• _Exercise directions_
Render every line of the records below as a JSON list of strings, one string per line, with blank lines omitted.

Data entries
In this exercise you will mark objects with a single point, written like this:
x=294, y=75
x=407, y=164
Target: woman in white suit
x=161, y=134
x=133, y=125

• _Written answer_
[
  "In this exercise you will mark objects with a single point, written like this:",
  "x=294, y=75",
  "x=407, y=164",
  "Target: woman in white suit",
  "x=161, y=134",
  "x=133, y=125"
]